>> start Supplied records
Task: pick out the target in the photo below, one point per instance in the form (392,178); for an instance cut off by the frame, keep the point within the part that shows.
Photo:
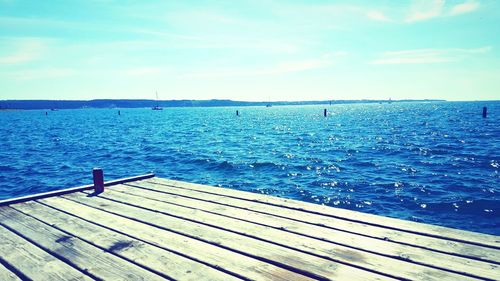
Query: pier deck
(154,228)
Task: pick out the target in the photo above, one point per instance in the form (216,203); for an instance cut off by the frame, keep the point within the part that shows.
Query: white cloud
(421,10)
(285,67)
(428,56)
(377,16)
(42,73)
(26,50)
(142,71)
(463,8)
(424,10)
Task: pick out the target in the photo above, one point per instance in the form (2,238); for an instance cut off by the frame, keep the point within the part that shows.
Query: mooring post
(98,180)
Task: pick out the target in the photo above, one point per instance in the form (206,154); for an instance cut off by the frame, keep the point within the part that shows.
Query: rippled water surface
(431,162)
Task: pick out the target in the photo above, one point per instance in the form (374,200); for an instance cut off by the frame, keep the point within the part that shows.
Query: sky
(253,50)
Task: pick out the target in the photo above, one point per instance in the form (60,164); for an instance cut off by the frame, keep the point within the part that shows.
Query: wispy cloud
(25,50)
(284,67)
(142,71)
(377,16)
(464,8)
(428,56)
(421,10)
(42,73)
(424,10)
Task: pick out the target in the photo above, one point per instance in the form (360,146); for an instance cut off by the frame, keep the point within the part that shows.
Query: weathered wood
(32,261)
(7,275)
(147,255)
(205,252)
(393,223)
(152,229)
(6,202)
(427,242)
(230,217)
(268,252)
(74,251)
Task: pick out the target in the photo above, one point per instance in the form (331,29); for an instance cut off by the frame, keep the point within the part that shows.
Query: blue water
(430,162)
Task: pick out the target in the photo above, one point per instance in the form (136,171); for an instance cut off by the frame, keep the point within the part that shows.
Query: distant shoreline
(140,103)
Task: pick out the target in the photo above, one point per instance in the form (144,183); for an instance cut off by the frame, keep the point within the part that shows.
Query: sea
(431,162)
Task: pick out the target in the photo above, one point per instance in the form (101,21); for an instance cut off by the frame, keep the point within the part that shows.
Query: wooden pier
(149,228)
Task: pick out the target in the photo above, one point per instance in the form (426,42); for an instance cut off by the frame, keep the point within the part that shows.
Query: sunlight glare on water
(431,162)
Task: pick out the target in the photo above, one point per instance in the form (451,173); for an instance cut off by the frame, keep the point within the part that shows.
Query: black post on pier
(98,180)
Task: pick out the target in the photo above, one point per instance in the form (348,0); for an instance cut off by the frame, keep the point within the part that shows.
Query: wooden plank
(393,223)
(426,242)
(81,255)
(147,255)
(335,252)
(31,261)
(270,253)
(7,275)
(10,201)
(208,253)
(283,226)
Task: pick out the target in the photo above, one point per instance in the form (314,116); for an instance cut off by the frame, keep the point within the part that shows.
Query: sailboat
(157,106)
(269,103)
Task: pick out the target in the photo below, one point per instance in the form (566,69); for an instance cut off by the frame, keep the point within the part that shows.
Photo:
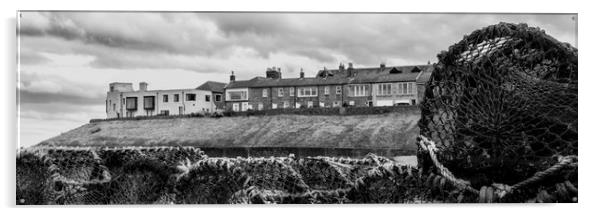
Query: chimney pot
(232,77)
(143,86)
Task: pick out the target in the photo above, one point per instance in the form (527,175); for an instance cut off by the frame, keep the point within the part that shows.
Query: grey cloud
(362,38)
(32,58)
(48,97)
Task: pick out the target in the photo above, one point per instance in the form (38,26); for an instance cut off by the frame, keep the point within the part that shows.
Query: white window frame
(303,91)
(358,90)
(384,89)
(264,93)
(245,94)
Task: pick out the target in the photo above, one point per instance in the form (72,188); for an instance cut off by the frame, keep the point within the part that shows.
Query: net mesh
(501,105)
(187,176)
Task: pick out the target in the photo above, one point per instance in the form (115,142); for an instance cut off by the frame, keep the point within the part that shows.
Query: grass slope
(393,130)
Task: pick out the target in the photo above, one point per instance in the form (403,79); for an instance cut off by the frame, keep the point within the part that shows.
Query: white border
(589,35)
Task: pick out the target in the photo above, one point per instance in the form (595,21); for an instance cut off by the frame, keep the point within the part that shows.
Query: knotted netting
(501,105)
(183,175)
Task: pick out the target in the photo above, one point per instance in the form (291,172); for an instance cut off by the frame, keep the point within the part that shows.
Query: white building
(123,101)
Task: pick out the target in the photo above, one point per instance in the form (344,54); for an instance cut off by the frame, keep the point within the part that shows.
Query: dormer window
(415,69)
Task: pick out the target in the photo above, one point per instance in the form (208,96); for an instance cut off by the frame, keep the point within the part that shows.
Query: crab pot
(501,105)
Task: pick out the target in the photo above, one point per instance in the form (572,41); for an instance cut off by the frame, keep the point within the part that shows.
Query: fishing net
(158,175)
(501,105)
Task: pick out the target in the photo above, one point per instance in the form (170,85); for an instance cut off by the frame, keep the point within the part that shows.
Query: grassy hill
(393,130)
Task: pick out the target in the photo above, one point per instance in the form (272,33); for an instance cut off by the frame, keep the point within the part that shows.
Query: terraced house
(377,86)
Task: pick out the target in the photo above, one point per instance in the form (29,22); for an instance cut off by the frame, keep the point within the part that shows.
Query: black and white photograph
(295,107)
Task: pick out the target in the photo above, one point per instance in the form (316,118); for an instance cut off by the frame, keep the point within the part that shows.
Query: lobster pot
(501,104)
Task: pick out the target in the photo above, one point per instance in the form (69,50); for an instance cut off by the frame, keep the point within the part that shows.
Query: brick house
(378,86)
(217,93)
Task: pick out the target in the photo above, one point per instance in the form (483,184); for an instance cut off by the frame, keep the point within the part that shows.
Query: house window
(190,97)
(406,88)
(236,95)
(358,90)
(308,92)
(383,89)
(336,104)
(131,103)
(149,102)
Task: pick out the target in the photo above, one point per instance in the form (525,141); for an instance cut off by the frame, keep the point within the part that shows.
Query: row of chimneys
(275,73)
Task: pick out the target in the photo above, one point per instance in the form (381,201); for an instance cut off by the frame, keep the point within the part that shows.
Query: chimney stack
(350,70)
(273,73)
(143,86)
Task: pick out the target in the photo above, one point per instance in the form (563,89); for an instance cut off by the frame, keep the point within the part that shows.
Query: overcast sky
(68,59)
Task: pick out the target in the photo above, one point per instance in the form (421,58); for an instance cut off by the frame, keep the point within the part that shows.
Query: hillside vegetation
(396,130)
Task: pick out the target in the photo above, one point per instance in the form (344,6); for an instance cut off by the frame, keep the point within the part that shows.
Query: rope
(430,147)
(564,162)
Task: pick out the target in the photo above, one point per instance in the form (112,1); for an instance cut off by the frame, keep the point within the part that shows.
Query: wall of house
(218,105)
(389,100)
(358,101)
(330,99)
(255,96)
(229,104)
(200,105)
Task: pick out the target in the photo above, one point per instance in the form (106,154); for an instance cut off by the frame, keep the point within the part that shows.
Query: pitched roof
(336,77)
(212,86)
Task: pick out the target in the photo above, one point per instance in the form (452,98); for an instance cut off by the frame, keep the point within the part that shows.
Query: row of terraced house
(375,86)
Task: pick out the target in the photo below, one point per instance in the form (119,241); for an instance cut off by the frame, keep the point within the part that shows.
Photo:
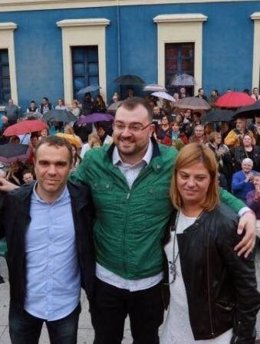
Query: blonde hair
(189,155)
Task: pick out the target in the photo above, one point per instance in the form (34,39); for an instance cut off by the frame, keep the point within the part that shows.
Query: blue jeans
(26,329)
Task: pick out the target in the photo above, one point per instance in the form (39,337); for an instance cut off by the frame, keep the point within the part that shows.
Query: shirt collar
(146,158)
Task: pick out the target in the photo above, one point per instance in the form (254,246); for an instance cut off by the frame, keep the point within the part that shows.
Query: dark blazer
(221,287)
(15,221)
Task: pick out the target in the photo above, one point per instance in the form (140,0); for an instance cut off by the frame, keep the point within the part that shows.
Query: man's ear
(152,129)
>> end Supplied records
Task details: Copy the stretch from the line containing "the form (34,39);" through the end of the records, keeping every line, and shift each coordinate in the answer points by -103 while leaving the points in the Task lines unchanged.

Solution:
Task: pick out the target in the photo above, one point per instance in the form (34,39); for an instance cut off by the frame, keep the point within the part that shows.
Query: blue jeans
(-77,226)
Task: pick out the target in the photo above, one point per instance in the form (39,337); for an instance cut off by the frame, keep the point within the part that shows.
Query: shirt collar
(43,55)
Task: pick out the target in the photo above, one point per instance in the form (254,246); for an instance cut off by the frame, keep the point within the part that shows.
Query: dark blazer
(118,184)
(-88,118)
Task: pick out the target in the photo above, one point per instance in the form (140,0); for an instance cut off by the frame, keep the point within the part that shows.
Query: man's ear
(49,26)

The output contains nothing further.